Raw data ->
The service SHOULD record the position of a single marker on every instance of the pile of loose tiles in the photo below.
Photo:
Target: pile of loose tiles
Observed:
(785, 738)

Task directions -> Copy the material above word for word, keeping every line in its original order.

Exercise solution ->
The service SHOULD record the position of a single marker on every instance of the pile of loose tiles in the photo below.
Photo:
Target: pile of loose tiles
Observed:
(785, 738)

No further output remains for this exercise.